• Direction:
Output a numbered list of lines from the material, leaving out any blank lines. Begin at the line that contains "TARGET = notebook on desk" and stop after the line that contains "[(66, 144), (432, 127), (247, 239)]".

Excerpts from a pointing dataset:
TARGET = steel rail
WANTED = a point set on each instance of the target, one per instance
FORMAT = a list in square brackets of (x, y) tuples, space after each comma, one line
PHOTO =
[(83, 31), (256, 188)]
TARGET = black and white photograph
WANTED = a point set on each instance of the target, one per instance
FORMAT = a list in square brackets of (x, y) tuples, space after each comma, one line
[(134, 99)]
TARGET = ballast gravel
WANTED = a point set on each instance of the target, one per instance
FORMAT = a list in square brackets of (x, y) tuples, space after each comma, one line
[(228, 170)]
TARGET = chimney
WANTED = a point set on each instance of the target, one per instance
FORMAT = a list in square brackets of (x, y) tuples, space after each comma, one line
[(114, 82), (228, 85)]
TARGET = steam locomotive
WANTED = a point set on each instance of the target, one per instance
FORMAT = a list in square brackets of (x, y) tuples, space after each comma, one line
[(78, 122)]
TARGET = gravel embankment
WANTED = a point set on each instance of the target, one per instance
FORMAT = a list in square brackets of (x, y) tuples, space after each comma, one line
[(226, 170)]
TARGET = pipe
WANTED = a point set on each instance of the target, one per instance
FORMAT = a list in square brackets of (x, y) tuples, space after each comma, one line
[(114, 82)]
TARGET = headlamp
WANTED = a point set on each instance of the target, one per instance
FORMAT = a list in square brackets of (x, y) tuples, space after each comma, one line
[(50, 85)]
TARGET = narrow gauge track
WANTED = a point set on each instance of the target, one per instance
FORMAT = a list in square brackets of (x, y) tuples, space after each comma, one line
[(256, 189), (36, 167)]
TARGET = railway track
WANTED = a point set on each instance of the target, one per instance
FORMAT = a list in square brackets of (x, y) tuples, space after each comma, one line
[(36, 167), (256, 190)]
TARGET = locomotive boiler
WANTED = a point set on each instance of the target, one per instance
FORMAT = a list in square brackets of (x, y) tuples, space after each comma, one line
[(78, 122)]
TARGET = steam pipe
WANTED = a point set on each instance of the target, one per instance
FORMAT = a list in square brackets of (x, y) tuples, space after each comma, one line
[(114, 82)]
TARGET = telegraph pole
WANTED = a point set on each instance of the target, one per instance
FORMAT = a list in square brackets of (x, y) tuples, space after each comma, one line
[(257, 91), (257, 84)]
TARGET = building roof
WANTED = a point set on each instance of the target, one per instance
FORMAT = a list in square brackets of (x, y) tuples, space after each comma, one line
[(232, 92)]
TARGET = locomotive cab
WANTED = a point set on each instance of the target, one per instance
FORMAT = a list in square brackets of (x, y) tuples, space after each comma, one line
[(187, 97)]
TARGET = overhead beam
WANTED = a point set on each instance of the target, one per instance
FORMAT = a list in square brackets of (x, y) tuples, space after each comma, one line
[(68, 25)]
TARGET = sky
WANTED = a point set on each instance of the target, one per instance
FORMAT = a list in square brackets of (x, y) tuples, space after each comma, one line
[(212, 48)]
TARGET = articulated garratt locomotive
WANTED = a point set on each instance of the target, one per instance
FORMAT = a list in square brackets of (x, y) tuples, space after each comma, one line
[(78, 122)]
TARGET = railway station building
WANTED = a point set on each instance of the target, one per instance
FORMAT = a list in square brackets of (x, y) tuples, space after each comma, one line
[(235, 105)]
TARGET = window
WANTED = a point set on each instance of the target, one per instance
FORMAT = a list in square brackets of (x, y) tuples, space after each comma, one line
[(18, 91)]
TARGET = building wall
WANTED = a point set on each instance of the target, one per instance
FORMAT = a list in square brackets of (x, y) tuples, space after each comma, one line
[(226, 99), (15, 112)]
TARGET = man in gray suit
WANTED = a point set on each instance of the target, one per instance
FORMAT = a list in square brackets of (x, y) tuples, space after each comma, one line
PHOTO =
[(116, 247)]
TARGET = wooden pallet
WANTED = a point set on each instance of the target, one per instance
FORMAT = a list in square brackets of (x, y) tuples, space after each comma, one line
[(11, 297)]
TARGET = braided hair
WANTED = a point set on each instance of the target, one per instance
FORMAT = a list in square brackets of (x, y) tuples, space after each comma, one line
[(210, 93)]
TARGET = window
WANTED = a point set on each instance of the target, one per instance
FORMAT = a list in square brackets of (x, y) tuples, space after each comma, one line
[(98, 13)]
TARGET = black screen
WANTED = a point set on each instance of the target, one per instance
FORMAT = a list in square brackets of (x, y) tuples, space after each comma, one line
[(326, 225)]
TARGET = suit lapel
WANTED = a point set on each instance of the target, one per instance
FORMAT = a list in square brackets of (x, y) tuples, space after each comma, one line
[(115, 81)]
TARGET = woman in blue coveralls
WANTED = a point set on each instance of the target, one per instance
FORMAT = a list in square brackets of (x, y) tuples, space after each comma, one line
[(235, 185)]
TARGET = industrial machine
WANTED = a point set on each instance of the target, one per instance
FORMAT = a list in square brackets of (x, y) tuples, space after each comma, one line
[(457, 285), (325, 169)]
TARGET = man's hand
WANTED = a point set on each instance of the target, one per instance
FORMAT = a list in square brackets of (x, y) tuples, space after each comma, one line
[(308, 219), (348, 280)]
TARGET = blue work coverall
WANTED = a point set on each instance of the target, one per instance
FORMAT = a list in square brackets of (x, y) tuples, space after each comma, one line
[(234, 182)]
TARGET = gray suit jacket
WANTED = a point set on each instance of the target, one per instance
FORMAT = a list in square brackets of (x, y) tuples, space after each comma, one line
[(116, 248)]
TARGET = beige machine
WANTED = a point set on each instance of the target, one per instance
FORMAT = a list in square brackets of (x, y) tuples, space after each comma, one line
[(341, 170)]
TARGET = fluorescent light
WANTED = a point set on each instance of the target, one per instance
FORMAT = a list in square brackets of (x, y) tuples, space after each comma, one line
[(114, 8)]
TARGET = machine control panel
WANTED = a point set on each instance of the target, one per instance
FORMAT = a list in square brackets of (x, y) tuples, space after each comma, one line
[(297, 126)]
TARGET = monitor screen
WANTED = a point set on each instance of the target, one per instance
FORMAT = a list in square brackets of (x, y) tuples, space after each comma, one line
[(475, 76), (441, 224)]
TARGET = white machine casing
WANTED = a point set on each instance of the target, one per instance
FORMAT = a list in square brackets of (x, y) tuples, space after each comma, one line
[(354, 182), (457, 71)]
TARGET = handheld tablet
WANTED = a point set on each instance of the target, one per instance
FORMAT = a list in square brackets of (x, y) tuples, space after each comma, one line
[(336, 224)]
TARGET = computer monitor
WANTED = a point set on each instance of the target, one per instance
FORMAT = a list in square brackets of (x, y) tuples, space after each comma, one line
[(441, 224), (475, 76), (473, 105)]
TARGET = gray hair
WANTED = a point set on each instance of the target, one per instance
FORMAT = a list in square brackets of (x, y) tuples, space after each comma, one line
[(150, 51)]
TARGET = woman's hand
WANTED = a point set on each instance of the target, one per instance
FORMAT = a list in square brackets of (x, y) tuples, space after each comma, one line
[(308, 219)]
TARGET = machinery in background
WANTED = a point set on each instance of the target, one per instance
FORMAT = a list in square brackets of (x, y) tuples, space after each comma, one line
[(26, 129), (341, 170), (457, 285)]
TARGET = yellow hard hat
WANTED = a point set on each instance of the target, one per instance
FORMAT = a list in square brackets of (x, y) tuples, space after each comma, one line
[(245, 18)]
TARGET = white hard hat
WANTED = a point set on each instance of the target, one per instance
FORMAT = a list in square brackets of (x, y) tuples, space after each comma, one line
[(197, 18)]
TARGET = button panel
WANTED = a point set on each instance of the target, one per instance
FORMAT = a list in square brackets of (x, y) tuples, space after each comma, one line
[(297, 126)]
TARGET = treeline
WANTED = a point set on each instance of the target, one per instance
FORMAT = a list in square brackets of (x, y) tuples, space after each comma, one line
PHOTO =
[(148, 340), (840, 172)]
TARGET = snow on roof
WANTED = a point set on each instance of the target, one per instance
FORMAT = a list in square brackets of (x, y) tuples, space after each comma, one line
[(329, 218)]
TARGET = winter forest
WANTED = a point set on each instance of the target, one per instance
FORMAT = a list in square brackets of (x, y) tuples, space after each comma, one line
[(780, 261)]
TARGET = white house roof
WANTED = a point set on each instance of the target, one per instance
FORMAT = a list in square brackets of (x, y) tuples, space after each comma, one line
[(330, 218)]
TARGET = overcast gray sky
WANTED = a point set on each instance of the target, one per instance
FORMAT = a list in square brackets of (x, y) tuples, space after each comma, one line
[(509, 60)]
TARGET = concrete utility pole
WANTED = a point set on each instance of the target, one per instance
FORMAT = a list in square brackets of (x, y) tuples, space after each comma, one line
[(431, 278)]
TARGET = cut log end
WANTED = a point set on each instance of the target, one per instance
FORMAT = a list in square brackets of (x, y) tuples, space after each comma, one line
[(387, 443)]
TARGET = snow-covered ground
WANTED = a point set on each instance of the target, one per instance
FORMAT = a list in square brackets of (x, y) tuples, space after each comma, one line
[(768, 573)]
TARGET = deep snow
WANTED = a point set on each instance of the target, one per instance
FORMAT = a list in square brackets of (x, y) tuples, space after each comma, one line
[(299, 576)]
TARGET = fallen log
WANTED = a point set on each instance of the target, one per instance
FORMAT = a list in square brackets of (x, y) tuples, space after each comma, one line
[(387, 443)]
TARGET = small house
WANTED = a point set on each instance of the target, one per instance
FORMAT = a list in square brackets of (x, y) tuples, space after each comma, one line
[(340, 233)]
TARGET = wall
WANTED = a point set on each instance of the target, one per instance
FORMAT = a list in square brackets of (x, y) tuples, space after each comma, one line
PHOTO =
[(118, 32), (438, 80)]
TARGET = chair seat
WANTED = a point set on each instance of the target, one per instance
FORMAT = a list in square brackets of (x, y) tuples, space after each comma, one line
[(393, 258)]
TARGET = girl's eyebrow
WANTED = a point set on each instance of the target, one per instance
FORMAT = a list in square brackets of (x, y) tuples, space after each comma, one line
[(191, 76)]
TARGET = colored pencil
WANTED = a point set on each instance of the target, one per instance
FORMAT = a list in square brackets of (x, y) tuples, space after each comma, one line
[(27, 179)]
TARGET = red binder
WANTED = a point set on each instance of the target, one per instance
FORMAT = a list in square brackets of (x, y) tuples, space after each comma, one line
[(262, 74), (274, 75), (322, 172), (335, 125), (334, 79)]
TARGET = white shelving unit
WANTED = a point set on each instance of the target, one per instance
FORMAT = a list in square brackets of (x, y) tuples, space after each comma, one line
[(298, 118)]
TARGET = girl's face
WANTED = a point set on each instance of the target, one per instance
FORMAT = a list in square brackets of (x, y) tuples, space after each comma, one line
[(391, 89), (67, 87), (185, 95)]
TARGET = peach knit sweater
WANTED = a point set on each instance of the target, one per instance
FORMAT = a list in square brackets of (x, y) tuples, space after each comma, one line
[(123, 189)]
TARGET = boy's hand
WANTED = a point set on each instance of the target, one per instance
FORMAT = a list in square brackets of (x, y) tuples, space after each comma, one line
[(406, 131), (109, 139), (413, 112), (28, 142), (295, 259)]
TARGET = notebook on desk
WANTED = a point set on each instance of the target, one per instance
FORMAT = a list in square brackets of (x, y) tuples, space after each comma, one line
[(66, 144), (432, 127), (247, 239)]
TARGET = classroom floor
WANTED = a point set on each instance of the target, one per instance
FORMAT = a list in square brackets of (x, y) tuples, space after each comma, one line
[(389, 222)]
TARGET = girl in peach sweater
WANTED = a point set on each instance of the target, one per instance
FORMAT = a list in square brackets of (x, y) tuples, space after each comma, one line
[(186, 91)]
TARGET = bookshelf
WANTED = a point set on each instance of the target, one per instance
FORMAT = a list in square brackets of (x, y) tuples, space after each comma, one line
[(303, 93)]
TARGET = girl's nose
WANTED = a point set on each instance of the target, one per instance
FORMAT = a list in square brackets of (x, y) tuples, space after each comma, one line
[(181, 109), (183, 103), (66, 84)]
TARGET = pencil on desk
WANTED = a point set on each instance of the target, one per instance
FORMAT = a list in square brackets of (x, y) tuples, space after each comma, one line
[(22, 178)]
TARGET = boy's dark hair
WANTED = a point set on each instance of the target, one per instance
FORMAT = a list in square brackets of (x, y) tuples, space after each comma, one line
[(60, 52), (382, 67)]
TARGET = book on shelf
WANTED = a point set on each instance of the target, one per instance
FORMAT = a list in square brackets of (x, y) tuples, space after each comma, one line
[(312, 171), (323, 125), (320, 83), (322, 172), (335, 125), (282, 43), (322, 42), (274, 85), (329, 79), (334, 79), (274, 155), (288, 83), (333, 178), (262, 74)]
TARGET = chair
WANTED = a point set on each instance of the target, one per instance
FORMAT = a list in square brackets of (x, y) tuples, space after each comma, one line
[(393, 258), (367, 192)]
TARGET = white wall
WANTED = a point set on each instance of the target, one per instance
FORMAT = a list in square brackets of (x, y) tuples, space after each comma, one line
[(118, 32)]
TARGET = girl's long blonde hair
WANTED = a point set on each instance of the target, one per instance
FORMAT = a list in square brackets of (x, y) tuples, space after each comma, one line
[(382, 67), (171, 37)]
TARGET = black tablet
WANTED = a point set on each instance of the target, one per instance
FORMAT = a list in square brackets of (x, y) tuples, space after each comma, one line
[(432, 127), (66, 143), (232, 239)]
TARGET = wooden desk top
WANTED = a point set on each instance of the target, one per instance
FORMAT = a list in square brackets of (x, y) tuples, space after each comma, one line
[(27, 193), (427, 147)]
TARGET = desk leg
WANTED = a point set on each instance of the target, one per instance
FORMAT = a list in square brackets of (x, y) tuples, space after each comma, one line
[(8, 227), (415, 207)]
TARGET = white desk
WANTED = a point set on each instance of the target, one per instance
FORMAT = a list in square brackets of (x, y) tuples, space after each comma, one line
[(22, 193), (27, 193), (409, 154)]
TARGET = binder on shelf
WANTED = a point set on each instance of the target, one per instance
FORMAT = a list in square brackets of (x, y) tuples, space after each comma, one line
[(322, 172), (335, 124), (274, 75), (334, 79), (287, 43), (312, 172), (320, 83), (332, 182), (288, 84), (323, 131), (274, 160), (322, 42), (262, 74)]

• Full output:
1. TARGET = notebook on desk
2. WANTED = a point set on each instance of the target, one per instance
3. FORMAT = a list in square brackets of (x, y) tuples, space after each comma, one line
4. [(66, 144), (432, 127), (247, 239)]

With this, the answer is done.